TASK TO COMPLETE:
Turn all the rows below into a numbered list, leaving out any blank lines.

Coordinate annotation entries:
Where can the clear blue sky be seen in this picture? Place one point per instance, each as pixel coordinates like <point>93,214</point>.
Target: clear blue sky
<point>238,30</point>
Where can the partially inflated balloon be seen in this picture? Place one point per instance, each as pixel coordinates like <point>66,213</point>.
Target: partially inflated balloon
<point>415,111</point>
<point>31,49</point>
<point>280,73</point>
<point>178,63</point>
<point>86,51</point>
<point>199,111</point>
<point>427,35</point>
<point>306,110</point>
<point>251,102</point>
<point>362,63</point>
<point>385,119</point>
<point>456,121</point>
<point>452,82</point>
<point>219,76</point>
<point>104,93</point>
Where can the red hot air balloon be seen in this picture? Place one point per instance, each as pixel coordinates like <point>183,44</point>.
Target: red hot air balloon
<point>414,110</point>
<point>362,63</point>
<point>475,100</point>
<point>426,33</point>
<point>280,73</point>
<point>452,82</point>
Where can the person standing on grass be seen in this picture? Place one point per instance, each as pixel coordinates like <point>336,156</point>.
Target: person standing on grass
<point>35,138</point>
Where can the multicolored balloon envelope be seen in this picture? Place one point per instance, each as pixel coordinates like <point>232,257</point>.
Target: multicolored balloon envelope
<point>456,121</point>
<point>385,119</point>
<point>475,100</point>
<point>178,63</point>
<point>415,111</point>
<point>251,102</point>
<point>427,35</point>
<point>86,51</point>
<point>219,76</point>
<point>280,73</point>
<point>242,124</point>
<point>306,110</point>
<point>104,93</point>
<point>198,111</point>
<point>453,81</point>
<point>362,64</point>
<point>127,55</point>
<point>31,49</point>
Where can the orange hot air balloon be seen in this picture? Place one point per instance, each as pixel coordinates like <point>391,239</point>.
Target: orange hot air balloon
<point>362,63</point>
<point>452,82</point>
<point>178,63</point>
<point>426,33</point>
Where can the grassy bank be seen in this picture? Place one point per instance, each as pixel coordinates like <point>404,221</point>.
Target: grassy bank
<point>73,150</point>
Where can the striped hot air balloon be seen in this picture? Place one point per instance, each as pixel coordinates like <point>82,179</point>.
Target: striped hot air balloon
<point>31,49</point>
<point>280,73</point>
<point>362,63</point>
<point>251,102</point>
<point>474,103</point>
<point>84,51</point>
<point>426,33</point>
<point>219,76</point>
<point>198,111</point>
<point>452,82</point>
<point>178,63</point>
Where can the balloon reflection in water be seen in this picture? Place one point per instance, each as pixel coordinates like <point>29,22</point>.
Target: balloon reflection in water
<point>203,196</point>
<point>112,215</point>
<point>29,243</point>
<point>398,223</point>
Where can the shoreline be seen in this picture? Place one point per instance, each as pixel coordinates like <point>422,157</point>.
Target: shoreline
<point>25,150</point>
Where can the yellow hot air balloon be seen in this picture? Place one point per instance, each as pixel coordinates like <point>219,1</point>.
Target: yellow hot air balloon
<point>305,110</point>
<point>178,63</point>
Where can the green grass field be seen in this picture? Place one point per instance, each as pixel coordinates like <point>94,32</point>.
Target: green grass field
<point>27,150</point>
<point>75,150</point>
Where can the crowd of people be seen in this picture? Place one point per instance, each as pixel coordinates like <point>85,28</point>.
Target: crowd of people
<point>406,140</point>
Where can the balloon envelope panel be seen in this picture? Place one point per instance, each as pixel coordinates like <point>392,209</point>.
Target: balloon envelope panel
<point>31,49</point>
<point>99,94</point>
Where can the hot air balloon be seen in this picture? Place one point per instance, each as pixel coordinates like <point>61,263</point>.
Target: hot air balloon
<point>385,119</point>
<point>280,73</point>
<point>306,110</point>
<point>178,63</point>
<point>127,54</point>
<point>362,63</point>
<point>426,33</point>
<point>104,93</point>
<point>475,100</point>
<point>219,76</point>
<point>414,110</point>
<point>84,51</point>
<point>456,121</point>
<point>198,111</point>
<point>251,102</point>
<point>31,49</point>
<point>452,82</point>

SOLUTION FOR THIS EXERCISE:
1. Where can the clear blue sky be seen in this picture? Place one point per instance, each as pixel coordinates like <point>93,214</point>.
2. Target: clear blue sky
3. <point>238,30</point>
4. Where can the partially inflated balloon be seen in this picture? Place one point per instance, each as pixel coordinates like <point>66,213</point>.
5. Target: partially inflated balloon
6. <point>415,111</point>
7. <point>31,49</point>
8. <point>280,73</point>
9. <point>178,63</point>
10. <point>86,51</point>
11. <point>199,111</point>
12. <point>427,35</point>
13. <point>306,110</point>
14. <point>251,102</point>
15. <point>362,63</point>
16. <point>385,119</point>
17. <point>456,121</point>
18. <point>452,82</point>
19. <point>219,76</point>
20. <point>104,93</point>
21. Where can the red hot air balloon be seen in this picture? Place one point per instance, each as pixel coordinates like <point>183,44</point>.
22. Target: red hot air balloon
23. <point>414,110</point>
24. <point>362,63</point>
25. <point>475,100</point>
26. <point>426,33</point>
27. <point>280,73</point>
28. <point>452,82</point>
29. Where can the person standing on grass be seen in this picture? Place one point per instance, each as pixel coordinates like <point>336,156</point>.
30. Target: person standing on grass
31. <point>35,138</point>
32. Where can the multicolored balloon envelope be seen in this picture? Place one point per instance, each as pixel coordinates like <point>232,257</point>.
33. Target: multicolored balloon envelope
34. <point>456,121</point>
35. <point>385,119</point>
36. <point>475,100</point>
37. <point>178,63</point>
38. <point>415,111</point>
39. <point>251,102</point>
40. <point>427,35</point>
41. <point>86,51</point>
42. <point>219,76</point>
43. <point>280,73</point>
44. <point>242,124</point>
45. <point>306,110</point>
46. <point>104,93</point>
47. <point>198,111</point>
48. <point>453,81</point>
49. <point>362,64</point>
50. <point>127,55</point>
51. <point>31,49</point>
52. Where can the orange hot air balloon be seen in this picture? Place one point per instance, each as pixel coordinates like <point>391,239</point>.
53. Target: orange hot air balloon
54. <point>362,63</point>
55. <point>452,82</point>
56. <point>178,63</point>
57. <point>426,33</point>
58. Where can the grassy bank be seen in this picture? Place one point per instance, each as pixel coordinates like <point>404,221</point>.
59. Target: grassy bank
60. <point>73,150</point>
61. Where can the striped hot air balloon be seen in this picture? Place one point per instance, each as pixel coordinates like <point>82,179</point>.
62. Target: striped hot air balloon
63. <point>31,49</point>
64. <point>280,73</point>
65. <point>362,63</point>
66. <point>251,102</point>
67. <point>474,103</point>
68. <point>84,51</point>
69. <point>426,33</point>
70. <point>219,76</point>
71. <point>198,111</point>
72. <point>452,82</point>
73. <point>178,63</point>
74. Where can the balloon reflection in water be seen in this picture? Place one point per instance, each as pixel coordinates like <point>29,22</point>.
75. Target: balloon reflection in water
76. <point>203,196</point>
77. <point>112,215</point>
78. <point>29,243</point>
79. <point>398,223</point>
80. Where can the shoreline be seen in this picture? Place one point per instance, each as pixel coordinates like <point>422,157</point>.
81. Target: shoreline
82. <point>25,150</point>
83. Where can the yellow hot air balloon be seen in this picture? Place one point per instance, each as pixel coordinates like <point>219,1</point>.
84. Target: yellow hot air balloon
85. <point>305,110</point>
86. <point>178,63</point>
87. Where can the green grass field be seen in this picture? Place one point per instance, each as pixel coordinates like <point>94,32</point>.
88. Target: green grass field
89. <point>27,150</point>
90. <point>75,150</point>
91. Where can the crowd of people be seen in this picture? Place one point per instance, each as pixel coordinates like <point>85,28</point>.
92. Target: crowd of people
93. <point>406,140</point>
94. Where can the balloon envelope panel be seen in this picture? Place one point per instance, each as pixel coordinates like <point>392,209</point>.
95. Target: balloon envelope panel
96. <point>31,49</point>
97. <point>99,94</point>
98. Where can the hot air balloon be seen in this picture? Place one point per instance, each as pixel coordinates like <point>61,263</point>.
99. Target: hot air balloon
100. <point>385,119</point>
101. <point>280,73</point>
102. <point>306,110</point>
103. <point>178,63</point>
104. <point>127,54</point>
105. <point>362,63</point>
106. <point>426,33</point>
107. <point>104,93</point>
108. <point>475,100</point>
109. <point>219,76</point>
110. <point>414,110</point>
111. <point>84,51</point>
112. <point>456,121</point>
113. <point>198,111</point>
114. <point>251,102</point>
115. <point>31,49</point>
116. <point>452,82</point>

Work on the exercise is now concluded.